— Start Data extract —
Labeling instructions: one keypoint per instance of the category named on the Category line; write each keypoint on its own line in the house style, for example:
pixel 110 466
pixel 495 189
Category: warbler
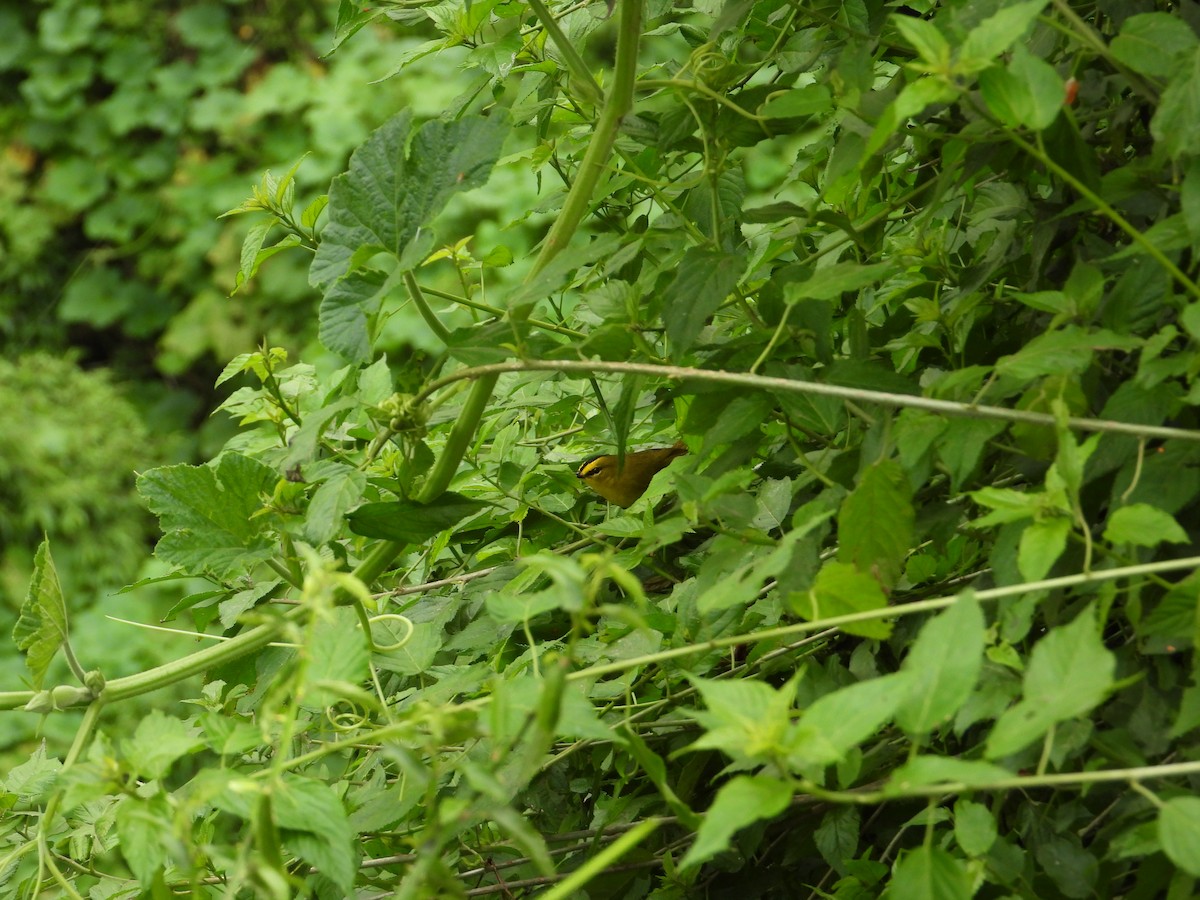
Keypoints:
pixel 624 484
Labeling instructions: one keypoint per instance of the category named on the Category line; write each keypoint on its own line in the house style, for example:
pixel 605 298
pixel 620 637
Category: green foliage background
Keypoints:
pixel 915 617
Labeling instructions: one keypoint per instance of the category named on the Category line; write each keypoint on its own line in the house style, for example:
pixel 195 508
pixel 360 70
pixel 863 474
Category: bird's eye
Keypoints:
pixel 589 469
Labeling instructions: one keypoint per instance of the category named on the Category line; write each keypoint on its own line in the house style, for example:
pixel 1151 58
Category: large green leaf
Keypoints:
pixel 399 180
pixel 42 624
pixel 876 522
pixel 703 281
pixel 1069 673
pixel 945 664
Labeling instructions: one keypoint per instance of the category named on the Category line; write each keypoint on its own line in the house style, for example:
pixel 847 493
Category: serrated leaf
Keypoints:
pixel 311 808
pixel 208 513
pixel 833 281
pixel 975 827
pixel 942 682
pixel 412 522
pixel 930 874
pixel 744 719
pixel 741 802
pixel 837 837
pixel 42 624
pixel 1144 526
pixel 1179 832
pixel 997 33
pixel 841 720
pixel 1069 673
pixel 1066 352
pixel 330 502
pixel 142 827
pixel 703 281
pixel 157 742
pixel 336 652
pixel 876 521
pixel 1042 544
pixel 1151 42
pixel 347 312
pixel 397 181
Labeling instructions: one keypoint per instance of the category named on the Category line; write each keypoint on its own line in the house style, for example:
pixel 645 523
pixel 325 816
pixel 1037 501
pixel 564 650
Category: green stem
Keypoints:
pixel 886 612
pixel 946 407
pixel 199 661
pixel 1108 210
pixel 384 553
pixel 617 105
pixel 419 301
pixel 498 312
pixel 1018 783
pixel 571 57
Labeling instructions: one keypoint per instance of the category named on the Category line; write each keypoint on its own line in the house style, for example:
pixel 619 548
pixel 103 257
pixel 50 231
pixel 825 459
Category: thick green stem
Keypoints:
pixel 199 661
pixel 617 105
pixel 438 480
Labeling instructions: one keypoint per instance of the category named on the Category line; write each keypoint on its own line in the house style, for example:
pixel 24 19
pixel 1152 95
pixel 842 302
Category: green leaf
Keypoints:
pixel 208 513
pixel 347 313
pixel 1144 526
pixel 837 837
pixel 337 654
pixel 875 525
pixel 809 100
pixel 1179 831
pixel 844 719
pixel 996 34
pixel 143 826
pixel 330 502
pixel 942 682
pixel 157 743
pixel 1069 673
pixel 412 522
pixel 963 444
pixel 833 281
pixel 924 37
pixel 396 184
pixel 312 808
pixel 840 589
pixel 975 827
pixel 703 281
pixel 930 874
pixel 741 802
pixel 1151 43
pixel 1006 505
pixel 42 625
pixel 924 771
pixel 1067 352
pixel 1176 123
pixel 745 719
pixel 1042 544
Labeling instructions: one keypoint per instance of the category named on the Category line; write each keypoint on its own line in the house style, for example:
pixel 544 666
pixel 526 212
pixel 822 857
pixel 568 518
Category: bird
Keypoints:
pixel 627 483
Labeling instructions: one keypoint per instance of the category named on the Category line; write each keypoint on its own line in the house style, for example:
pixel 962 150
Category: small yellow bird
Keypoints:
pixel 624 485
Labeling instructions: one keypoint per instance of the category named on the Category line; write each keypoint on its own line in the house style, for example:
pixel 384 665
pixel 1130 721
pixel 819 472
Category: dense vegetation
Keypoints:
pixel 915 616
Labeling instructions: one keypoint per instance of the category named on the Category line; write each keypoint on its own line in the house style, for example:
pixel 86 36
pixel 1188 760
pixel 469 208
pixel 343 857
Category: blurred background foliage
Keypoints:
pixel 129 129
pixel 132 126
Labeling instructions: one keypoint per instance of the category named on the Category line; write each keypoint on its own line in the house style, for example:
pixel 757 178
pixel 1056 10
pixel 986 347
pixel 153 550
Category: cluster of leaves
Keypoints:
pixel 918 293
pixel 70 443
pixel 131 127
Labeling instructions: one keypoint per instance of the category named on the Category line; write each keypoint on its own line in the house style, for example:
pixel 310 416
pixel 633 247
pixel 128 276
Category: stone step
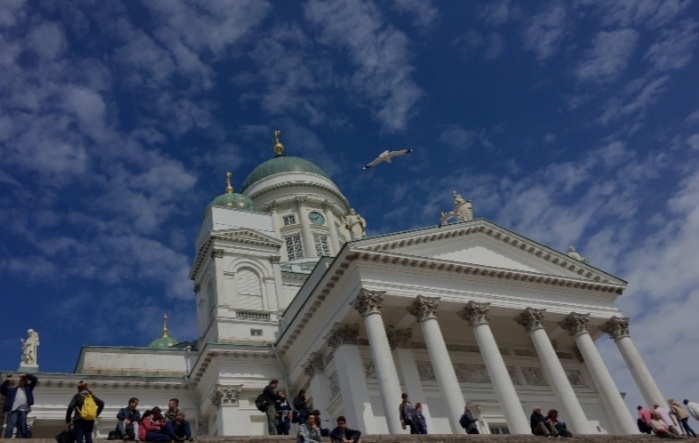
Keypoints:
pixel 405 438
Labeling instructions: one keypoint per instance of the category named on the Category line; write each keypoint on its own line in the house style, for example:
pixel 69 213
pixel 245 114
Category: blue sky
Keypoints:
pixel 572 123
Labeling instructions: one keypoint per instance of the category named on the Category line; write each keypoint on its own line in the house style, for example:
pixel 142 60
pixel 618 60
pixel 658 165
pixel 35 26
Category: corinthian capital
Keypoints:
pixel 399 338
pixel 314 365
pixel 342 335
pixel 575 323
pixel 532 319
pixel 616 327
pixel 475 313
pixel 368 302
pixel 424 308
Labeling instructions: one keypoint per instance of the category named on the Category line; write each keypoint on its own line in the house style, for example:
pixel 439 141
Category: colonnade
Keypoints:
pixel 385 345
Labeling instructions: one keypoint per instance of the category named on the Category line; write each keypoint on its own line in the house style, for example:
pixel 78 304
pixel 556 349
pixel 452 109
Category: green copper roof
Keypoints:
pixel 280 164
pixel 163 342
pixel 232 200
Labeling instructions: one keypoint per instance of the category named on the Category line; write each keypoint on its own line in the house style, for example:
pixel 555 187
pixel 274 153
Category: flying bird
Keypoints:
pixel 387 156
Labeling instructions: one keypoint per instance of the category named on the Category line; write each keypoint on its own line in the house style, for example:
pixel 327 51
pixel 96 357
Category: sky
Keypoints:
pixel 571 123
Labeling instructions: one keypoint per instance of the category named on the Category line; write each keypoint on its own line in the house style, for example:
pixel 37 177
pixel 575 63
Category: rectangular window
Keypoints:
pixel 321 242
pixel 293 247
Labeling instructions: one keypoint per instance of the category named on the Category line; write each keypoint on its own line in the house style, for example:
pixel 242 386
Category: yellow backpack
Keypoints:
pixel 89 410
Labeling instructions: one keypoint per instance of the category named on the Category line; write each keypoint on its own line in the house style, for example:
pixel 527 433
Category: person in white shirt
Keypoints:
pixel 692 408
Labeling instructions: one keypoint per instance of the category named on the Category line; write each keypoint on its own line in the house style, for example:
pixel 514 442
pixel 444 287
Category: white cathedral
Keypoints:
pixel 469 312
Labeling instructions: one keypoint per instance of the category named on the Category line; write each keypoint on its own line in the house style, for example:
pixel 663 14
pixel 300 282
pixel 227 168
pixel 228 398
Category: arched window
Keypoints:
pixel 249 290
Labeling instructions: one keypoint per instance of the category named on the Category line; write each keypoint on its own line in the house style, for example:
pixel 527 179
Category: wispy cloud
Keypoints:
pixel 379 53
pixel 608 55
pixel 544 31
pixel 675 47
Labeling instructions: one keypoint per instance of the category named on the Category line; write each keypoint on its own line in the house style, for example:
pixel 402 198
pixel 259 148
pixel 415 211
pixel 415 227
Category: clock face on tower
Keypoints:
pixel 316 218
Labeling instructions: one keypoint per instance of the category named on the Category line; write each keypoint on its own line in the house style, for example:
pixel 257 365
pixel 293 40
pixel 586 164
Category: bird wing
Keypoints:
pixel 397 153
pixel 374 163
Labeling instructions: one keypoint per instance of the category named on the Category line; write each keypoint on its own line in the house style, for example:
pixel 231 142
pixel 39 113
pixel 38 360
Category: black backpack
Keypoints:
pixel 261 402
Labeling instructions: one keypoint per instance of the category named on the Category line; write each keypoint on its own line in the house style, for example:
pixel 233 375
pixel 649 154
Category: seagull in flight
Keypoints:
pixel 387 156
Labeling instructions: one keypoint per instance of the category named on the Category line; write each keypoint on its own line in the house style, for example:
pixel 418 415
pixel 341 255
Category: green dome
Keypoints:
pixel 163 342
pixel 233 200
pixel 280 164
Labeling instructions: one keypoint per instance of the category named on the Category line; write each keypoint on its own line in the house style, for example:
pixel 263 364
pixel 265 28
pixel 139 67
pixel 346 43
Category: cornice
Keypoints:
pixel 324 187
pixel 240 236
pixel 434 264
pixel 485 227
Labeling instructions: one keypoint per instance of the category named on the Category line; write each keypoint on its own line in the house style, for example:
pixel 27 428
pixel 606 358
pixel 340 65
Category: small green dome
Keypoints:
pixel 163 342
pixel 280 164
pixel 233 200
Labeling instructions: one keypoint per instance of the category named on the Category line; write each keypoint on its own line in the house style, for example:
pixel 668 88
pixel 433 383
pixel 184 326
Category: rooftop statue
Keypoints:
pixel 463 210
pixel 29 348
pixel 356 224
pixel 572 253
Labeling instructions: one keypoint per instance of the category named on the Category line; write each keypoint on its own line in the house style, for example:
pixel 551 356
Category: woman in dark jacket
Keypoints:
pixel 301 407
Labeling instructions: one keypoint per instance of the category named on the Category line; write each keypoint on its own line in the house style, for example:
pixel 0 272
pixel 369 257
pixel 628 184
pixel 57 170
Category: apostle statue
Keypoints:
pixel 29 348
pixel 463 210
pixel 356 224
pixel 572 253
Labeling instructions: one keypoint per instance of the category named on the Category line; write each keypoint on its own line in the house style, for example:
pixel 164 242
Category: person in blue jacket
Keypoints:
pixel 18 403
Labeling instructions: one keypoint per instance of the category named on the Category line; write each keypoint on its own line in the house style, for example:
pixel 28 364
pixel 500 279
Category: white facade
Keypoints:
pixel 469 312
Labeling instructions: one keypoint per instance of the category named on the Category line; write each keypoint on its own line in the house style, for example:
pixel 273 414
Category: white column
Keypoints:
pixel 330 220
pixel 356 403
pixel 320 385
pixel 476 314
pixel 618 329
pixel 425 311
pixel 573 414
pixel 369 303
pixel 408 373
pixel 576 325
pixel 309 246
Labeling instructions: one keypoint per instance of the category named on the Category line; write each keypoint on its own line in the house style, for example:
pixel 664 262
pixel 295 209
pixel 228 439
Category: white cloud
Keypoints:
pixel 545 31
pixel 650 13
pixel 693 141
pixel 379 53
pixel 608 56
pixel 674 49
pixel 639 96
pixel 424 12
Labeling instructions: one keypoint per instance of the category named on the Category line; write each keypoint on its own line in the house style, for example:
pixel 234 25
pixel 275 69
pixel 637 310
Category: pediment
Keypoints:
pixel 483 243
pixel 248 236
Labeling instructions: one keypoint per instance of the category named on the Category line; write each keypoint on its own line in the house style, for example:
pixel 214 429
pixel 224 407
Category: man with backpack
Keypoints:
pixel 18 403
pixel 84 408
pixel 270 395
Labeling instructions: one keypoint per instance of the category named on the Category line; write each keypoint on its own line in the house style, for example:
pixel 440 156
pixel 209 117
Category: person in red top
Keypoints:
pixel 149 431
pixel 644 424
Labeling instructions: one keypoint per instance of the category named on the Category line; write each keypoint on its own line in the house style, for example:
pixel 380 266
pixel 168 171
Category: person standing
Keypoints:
— End Data extract —
▶ _Task_:
Pull out each line in the records above that contains the word "green" and copy it. Matching is case-sensitive.

▶ _Reply_:
Category: green foliage background
Category: large green leaf
Category: green stem
Category: thick green stem
Category: green leaf
Category: green copper roof
Category: green dome
Category: small green dome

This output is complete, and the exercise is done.